(Collected data)

━━━━━━━━

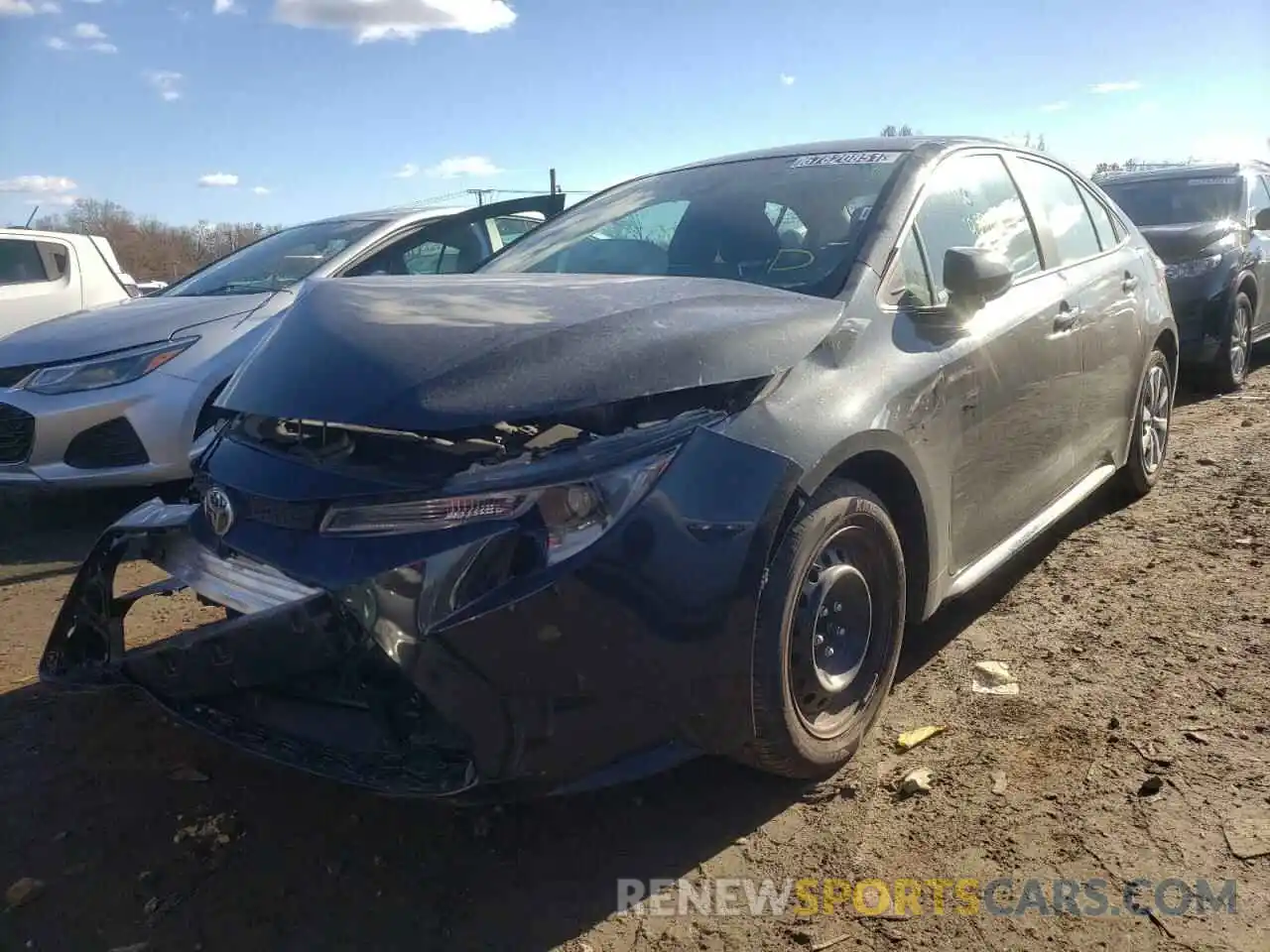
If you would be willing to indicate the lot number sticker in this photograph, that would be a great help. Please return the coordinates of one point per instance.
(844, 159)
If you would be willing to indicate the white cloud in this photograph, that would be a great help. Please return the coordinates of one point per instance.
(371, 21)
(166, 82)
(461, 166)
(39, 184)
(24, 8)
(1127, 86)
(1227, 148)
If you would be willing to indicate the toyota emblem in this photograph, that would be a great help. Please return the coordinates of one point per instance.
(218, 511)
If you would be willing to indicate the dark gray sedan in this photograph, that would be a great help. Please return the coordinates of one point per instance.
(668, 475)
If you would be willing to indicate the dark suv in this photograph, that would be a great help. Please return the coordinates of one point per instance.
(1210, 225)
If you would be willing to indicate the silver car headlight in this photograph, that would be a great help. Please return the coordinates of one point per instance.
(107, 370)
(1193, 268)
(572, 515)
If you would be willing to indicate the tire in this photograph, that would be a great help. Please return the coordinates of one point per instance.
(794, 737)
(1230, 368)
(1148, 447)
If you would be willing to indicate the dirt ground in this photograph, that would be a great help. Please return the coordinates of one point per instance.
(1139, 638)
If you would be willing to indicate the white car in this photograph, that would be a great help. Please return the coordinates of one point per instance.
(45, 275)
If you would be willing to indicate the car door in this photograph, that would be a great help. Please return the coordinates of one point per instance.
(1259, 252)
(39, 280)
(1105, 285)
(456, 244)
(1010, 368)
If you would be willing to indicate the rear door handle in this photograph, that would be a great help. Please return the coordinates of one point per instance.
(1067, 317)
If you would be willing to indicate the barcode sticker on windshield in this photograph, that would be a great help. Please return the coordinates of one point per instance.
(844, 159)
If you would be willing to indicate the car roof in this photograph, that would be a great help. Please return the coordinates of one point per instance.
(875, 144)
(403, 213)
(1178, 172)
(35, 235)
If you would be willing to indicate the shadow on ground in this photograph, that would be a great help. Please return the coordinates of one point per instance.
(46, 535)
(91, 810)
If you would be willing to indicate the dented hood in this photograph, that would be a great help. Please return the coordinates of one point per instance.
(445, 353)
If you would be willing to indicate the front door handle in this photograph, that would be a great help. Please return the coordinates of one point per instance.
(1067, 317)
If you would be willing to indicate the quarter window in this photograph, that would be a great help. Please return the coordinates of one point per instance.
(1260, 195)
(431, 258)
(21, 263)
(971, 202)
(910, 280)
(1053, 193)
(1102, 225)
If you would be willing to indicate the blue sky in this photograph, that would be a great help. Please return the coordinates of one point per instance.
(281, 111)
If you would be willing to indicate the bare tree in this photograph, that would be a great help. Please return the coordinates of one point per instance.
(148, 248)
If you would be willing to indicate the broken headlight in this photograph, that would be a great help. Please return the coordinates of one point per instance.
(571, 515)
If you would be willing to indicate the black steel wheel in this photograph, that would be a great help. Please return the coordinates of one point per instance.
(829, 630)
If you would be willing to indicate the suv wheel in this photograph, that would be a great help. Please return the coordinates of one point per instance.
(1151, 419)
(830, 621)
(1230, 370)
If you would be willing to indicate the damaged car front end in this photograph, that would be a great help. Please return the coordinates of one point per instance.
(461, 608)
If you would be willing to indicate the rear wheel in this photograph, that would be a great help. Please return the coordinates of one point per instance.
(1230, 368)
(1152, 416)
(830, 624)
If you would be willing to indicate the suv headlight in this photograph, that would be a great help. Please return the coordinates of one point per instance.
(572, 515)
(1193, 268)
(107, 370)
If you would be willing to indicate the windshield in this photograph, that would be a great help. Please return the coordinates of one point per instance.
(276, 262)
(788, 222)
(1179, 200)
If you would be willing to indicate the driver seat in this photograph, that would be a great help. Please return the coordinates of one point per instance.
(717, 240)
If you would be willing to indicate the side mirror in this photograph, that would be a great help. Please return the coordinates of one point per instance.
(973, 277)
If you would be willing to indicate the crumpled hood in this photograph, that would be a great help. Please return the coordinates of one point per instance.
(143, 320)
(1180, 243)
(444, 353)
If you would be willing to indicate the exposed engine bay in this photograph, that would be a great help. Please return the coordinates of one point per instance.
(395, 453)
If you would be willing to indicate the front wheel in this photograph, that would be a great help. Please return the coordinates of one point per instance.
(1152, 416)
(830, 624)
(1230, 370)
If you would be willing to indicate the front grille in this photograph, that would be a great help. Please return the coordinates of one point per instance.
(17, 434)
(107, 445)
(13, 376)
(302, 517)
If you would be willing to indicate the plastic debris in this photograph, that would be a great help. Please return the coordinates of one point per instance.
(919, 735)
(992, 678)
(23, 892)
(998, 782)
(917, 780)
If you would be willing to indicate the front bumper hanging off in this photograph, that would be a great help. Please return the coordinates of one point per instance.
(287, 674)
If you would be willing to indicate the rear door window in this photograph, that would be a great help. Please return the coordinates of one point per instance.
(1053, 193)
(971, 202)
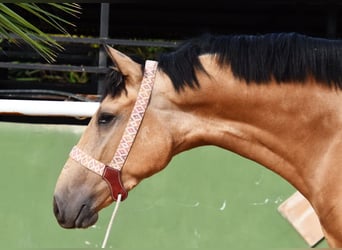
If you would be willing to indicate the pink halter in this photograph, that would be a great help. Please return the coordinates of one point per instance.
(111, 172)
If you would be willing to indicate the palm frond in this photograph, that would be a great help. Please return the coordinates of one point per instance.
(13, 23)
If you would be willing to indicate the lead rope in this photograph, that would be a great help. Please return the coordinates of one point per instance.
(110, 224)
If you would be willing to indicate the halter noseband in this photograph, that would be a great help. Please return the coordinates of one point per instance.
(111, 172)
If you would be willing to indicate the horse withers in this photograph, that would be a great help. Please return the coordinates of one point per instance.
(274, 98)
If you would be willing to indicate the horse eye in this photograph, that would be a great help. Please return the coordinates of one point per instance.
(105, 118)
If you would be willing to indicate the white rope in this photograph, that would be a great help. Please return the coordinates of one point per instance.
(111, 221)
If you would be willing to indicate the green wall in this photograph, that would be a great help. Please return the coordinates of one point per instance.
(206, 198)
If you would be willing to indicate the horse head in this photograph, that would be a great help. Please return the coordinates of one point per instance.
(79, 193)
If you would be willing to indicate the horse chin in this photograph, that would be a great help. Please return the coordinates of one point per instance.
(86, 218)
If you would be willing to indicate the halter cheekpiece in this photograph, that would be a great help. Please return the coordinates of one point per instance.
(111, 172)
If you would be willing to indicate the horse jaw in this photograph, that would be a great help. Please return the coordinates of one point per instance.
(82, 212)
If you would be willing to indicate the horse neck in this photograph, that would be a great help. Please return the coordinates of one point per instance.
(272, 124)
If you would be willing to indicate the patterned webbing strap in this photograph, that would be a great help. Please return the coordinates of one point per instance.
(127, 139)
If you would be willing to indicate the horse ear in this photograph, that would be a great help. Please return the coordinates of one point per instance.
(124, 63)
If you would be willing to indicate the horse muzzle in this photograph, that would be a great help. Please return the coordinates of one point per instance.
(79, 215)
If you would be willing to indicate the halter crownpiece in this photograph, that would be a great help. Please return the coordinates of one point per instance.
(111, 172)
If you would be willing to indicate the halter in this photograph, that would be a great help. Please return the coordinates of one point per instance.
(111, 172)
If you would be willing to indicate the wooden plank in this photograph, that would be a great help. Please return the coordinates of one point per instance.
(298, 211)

━━━━━━━━

- _Problem to solve_
The records above must be echoed exactly, minus their pictures.

- _Complete output_
If you would be willing to indicate the lot number sticker in this photograph, that would be a great help. Please return the coordinates of one point per instance.
(844, 159)
If you would be willing to indicate the white cloud in this photograph, that would be a great help. Please return the coordinates of one point per instance.
(371, 21)
(166, 82)
(461, 166)
(39, 184)
(24, 8)
(1127, 86)
(1227, 148)
If you would be willing to indicate the toyota emblem in this photograph, that would be a great help. Please return the coordinates of one point per instance.
(218, 511)
If you would be willing to indicate the dark gray sedan in this photograph, that would be a great help. Please return the coordinates of one point per instance.
(668, 475)
If you would be willing to indicate the dark suv in this photograph, that would be a great help. Please return the coordinates of one point per instance.
(1210, 225)
If you would be willing to indicate the silver car headlight in this photograph, that would be a great help. Please return the coordinates of one point per instance.
(107, 370)
(1193, 268)
(572, 515)
If you would be willing to indicate the tire in this photograph, that would be a great help. Please return the coordinates of one point per instance.
(794, 737)
(1230, 368)
(1148, 447)
If you would be willing to indicate the dirt ground in this photograph, that would be a great help. Please return the coordinates of one point per instance.
(1139, 638)
If you would be willing to indicate the white car in this photograph, that would be a great help. Please return the coordinates of one point per instance.
(45, 275)
If you would be willing to indicate the car door in this photograph, that would be a great help. Please return the coordinates of one point per instance.
(1259, 252)
(39, 280)
(1105, 285)
(456, 244)
(1010, 368)
If you would be willing to indicate the rear door handle in this photograph, that would be a great help. Please return the coordinates of one point per instance.
(1067, 317)
If you would be willing to indicate the barcode sticker on windshield in this photograph, that would be a great help. Please return the coordinates of one point per instance.
(844, 159)
If you would be willing to indicate the car roof in this photograph, that would be a great help. Please return the coordinates of one point per instance.
(875, 144)
(403, 213)
(1178, 172)
(35, 235)
If you would be willing to indicate the shadow on ground in this photograph, that would be a great help. Please return the coordinates of one point per instance.
(46, 535)
(91, 810)
If you would be willing to indicate the dented hood in this photograph, that would be a great help. Please return the coordinates of one point per instance.
(445, 353)
If you would be willing to indicate the front door handle in this photograph, that would be a great help. Please return the coordinates of one point per instance.
(1067, 317)
If you would be willing to indicate the quarter window in this photograph, that would be a great help. Please return the coordinates of one point per instance.
(1260, 195)
(431, 258)
(21, 263)
(971, 202)
(910, 280)
(1053, 193)
(1102, 225)
If you would be willing to indicate the blue sky in this photograph, that would be a great help. Please return the coordinates of one point per instance.
(281, 111)
If you would be willing to indicate the bare tree in this photograph, that would be a great help. Please return the coordinates of one point per instance.
(148, 248)
If you would be willing to indicate the broken headlight in this photograph, that would be a great help. Please return the coordinates of one point per instance.
(571, 515)
If you would be willing to indicate the black steel wheel in this photograph, that would be a great help. Please return the coordinates of one point per instance.
(829, 630)
If you would be willing to indicate the suv wheel in this photograph, that would be a great help. Please return the coordinates of one point per instance.
(1151, 419)
(830, 621)
(1230, 370)
If you would be willing to indicate the damaged car front end in this photograph, that would be a great help. Please return the coordinates of one point per instance.
(461, 608)
If you would be willing to indicate the rear wheel in this photograph, that would be a great help. Please return the coordinates of one point per instance.
(1230, 368)
(1152, 416)
(830, 624)
If you would be willing to indicate the suv headlight in this photograph, that would be a great help. Please return the coordinates of one point per instance.
(572, 515)
(1193, 268)
(107, 370)
If you would be willing to indicate the windshield in this photograph, that would be a great help. Please return the coordinates of one point per instance.
(276, 262)
(788, 222)
(1179, 200)
If you would be willing to indicate the driver seat in this photograph, that would be a great help. Please return the coordinates of one point per instance.
(717, 240)
If you would be willing to indicate the side mirror in this photograph, that would be a great help. Please return the coordinates of one point per instance.
(973, 277)
If you would be willing to indicate the crumpled hood in this photograph, that would be a great help. Please return the coordinates of one point per instance.
(143, 320)
(1180, 243)
(444, 353)
If you would be willing to indicate the exposed engine bay in this photograph, that would be a great help. Please return the coordinates of one point per instance.
(395, 453)
If you would be willing to indicate the front wheel in this photograph, that would be a great help. Please return the coordinates of one point per instance.
(1152, 416)
(830, 624)
(1230, 370)
If you would be willing to indicate the front grille in this photograph, that would be a great help. Please return the coordinates of one point per instance.
(17, 434)
(107, 445)
(13, 376)
(302, 517)
If you would be willing to indicate the plastic debris in this photograph, that would be a great help. Please return the coordinates of one point per instance.
(919, 735)
(992, 678)
(23, 892)
(998, 782)
(917, 780)
If you would be willing to indicate the front bumper hanging off in this photograph, that would be a great help. Please return the coordinates of one point per instance.
(287, 674)
If you would be willing to indicate the rear door window in this photograph, that would be a great help. Please return the coordinates of one point per instance.
(1053, 193)
(971, 202)
If you would be willing to indicate the pink halter in this photograph, that would be a great help. Please return the coordinates of one point per instance.
(111, 172)
If you would be willing to indicate the palm frond in this photograph, that would be a great help. Please return the coordinates of one point per instance.
(13, 23)
If you would be willing to indicate the lead rope in this photograph, that would be a great help. Please return the coordinates of one point per instance.
(110, 224)
If you would be willing to indicate the halter noseband in this photograph, that would be a great help. Please return the coordinates of one point per instance.
(111, 172)
If you would be willing to indicate the horse withers in this photograph, that would be a great help. Please return the coordinates of one point per instance.
(274, 98)
If you would be willing to indicate the horse eye in this photograph, that would be a great help. Please return the coordinates of one point per instance.
(105, 118)
If you would be willing to indicate the white rope in this photograph, that would be a great help. Please return the coordinates of one point per instance.
(111, 221)
If you would be willing to indicate the green wall in this photograph, that would be a great help. Please return the coordinates of one point per instance.
(206, 198)
If you would be willing to indicate the horse head in this photograph, that would be a great help. Please return the coordinates of one point per instance.
(79, 193)
If you would be willing to indicate the horse chin in this photograph, that would be a great help. Please return the coordinates of one point per instance.
(86, 218)
If you would be willing to indicate the halter cheekpiece in this photograph, that would be a great help. Please return the coordinates of one point per instance.
(111, 172)
If you would be willing to indicate the horse jaw in this photograph, that would be a great help. Please return the coordinates of one point per instance.
(82, 212)
If you would be willing to indicate the horse neck in this photograph, that would be a great help. Please return the coordinates of one point per instance.
(272, 124)
If you would be willing to indicate the patterned webbing strap in this photograph, that would be a great help. Please return the coordinates of one point per instance.
(127, 139)
If you would be willing to indicate the horse ear in this photograph, that would be a great help. Please return the coordinates of one point per instance.
(124, 63)
If you would be willing to indicate the horse muzzle in this photograph, that would be a great help. Please return the coordinates of one point per instance.
(79, 215)
If you would be willing to indicate the halter crownpiece in this photograph, that would be a great help. Please return the coordinates of one point per instance.
(111, 172)
If you would be willing to indicate the halter in this photograph, that would be a great help. Please return the coordinates of one point per instance.
(111, 172)
If you would be willing to indicate the wooden plank in this photograph, that would be a great help. Please return the coordinates of one point per instance.
(298, 211)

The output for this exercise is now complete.